[Document excerpt]
>> Begin
It is a pleasure to serve under your chairmanship, Mr Hollobone, and I am grateful to have been granted this important debate. Football policing is an interest of mine and is of particular local interest in my constituency, which is home to the famous Hillsborough stadium—one of England’s largest grounds and home to Sheffield Wednesday, which my family have supported for generations. Let us hope they do better this season, but there we go.
I am proud of our football history and of having such an important football ground in our community. However, the cost of policing matches is increasing, and the burden is falling on our already stretched police forces. Despite Wednesday’s extended stay in the second tier of English football—something that I am sure will end soon—South Yorkshire police incurs significant match day costs. According to the BBC, the steel city derby between Sheffield Wednesday and Sheffield United in September 2017 was the country’s most expensive match to police that year, costing over £200,000. Figures from South Yorkshire police, using a recent improved methodology for calculating match day policing costs, put the cost of this April’s steel city derby at Hillsborough at £203,000. That is against a backdrop of unprecedented cuts to our police services.
>> End
[Dataset excerpt]
>> Begin
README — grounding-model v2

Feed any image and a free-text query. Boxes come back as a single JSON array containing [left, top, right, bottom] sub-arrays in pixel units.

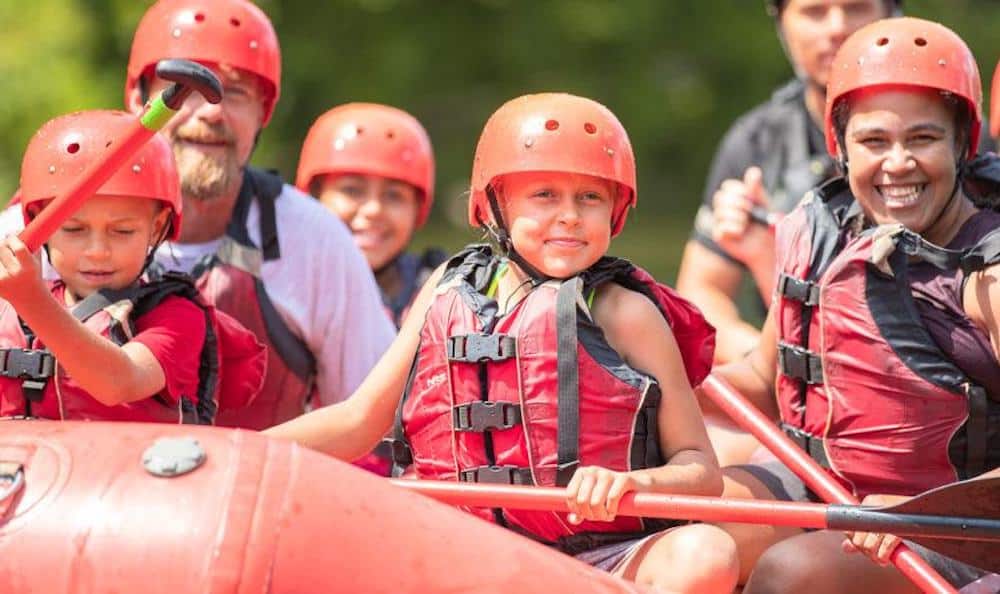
>> End
[Challenge] Repeat word for word the stretch of the football policing speech from "It is a pleasure" through "there we go.".

[Problem solution]
It is a pleasure to serve under your chairmanship, Mr Hollobone, and I am grateful to have been granted this important debate. Football policing is an interest of mine and is of particular local interest in my constituency, which is home to the famous Hillsborough stadium—one of England’s largest grounds and home to Sheffield Wednesday, which my family have supported for generations. Let us hope they do better this season, but there we go.